Good Wood

Advanced Robotic Fabrication- Robotic wood upcycling using computer vision and robotic milling.


Workflow:

The workflow consists of two inputs and a loop which is intended to optimize the design.

1.0 Inputs:

1.1 Scraps
In this project, we intend to fabricate a designed shape out of the scrap pieces of wood. This makes the wood pieces as one of the constants of the design process as they are in arbitrary random shapes and sizes. Furthermore, they are not meant to be processed to standard forms or be collected based on the design requirements. Therefore, the scrap pieces of wood are considered as one of the two inputs of the workflow.


1.2 Designed overall-shape:
The designed surface which is intended as the final shape is the second input of the loop.This surface is considered as the base input and is meant to be approximated during the process of optimization. The final shape is an approximation of this surface based on the number, sizes, and shapes of the scrap pieces. Optimizing the overall shape is not in the scope of this project. This surface is modeled as a high resolution mesh and is fed into the loop.

= = =

What you will do:
**a)** Decide whether each statement agrees with the project description, answering yes or no and quoting the words that decide it: (i) the scrap pieces of wood are processed into standard forms before use; (ii) optimizing the overall shape lies outside the scope of the project; (iii) the designed surface is modeled as a high resolution mesh.
**b)** Render this sentence from the project description in Spanish: "The final shape is an approximation of this surface based on the number, sizes, and shapes of the scrap pieces."

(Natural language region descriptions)
= = =

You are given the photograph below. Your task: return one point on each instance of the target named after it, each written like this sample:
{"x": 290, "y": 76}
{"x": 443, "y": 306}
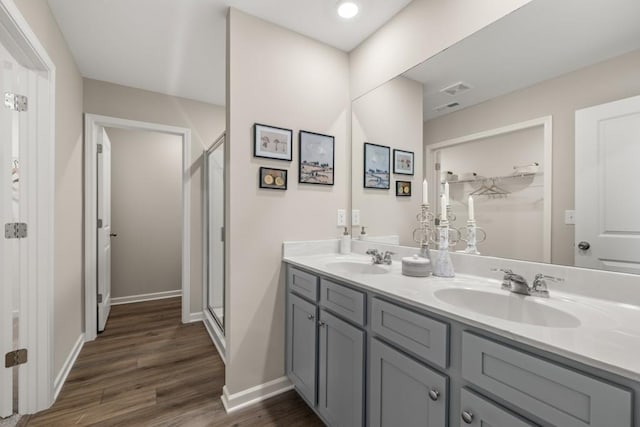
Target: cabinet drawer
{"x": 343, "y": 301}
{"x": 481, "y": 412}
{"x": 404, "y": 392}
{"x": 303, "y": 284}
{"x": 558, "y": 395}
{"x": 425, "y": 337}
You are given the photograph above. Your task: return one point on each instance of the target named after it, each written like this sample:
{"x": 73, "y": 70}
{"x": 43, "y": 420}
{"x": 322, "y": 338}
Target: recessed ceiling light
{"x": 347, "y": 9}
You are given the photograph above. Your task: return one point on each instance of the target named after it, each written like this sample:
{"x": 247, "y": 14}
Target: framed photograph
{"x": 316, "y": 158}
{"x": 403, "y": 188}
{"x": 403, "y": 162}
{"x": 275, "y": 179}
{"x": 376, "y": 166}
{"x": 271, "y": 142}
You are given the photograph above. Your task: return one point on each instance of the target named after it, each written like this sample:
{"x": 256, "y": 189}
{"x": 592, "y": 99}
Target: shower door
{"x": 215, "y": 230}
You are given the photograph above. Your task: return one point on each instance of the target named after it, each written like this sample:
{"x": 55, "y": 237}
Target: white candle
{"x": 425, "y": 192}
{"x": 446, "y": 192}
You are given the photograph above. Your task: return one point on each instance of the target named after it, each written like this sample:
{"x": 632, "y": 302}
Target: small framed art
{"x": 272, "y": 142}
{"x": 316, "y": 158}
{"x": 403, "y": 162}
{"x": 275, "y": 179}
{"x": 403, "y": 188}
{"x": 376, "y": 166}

= = =

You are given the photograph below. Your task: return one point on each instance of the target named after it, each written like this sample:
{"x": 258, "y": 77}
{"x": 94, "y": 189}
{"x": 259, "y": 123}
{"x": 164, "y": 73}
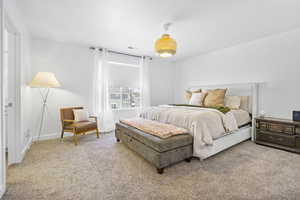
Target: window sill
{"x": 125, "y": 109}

= = =

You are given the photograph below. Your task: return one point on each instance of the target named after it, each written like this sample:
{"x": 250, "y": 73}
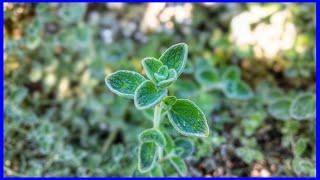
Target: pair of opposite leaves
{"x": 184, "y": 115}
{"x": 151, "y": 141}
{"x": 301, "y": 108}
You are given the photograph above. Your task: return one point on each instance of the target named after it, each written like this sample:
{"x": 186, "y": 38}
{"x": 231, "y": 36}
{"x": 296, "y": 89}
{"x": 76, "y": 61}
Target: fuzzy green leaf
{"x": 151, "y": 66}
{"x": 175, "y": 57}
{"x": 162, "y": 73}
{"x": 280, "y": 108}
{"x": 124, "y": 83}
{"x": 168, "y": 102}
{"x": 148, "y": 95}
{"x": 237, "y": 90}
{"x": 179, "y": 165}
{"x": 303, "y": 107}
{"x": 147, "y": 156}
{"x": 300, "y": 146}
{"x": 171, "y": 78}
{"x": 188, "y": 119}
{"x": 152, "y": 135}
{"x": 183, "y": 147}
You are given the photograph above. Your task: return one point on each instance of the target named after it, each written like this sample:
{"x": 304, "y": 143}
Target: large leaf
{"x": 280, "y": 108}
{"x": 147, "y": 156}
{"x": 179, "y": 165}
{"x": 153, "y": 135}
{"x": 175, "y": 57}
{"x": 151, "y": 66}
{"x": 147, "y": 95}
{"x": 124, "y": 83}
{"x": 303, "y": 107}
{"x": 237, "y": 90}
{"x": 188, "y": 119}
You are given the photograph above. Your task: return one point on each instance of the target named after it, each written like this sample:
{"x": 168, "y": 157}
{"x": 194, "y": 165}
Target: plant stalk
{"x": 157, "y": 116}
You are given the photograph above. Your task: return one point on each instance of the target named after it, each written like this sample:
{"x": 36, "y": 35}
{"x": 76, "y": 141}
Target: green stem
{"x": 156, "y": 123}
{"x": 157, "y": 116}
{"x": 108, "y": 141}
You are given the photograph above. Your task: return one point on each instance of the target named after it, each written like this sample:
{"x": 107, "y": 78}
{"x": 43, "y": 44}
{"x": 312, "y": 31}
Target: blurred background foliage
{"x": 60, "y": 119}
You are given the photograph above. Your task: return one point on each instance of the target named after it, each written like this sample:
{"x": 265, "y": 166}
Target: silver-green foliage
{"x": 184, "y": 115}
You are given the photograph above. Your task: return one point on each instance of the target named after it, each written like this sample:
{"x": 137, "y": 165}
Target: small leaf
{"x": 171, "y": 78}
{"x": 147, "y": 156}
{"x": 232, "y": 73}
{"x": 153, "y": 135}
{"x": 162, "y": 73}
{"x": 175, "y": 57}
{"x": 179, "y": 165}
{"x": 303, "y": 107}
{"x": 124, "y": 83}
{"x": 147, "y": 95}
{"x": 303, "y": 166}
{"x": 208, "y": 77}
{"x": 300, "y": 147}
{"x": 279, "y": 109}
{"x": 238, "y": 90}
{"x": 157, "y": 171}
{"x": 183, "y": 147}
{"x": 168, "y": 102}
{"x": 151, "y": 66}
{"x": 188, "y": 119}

= = =

Solutions by task:
**a)**
(i) No: "they are not meant to be processed to standard forms or be collected based on the design requirements."
(ii) Yes: "Optimizing the overall shape is not in the scope of this project."
(iii) Yes: "This surface is modeled as a high resolution mesh and is fed into the loop."

**b)** La forma final es una aproximación de esta superficie basada en el número, los tamaños y las formas de las piezas de desecho.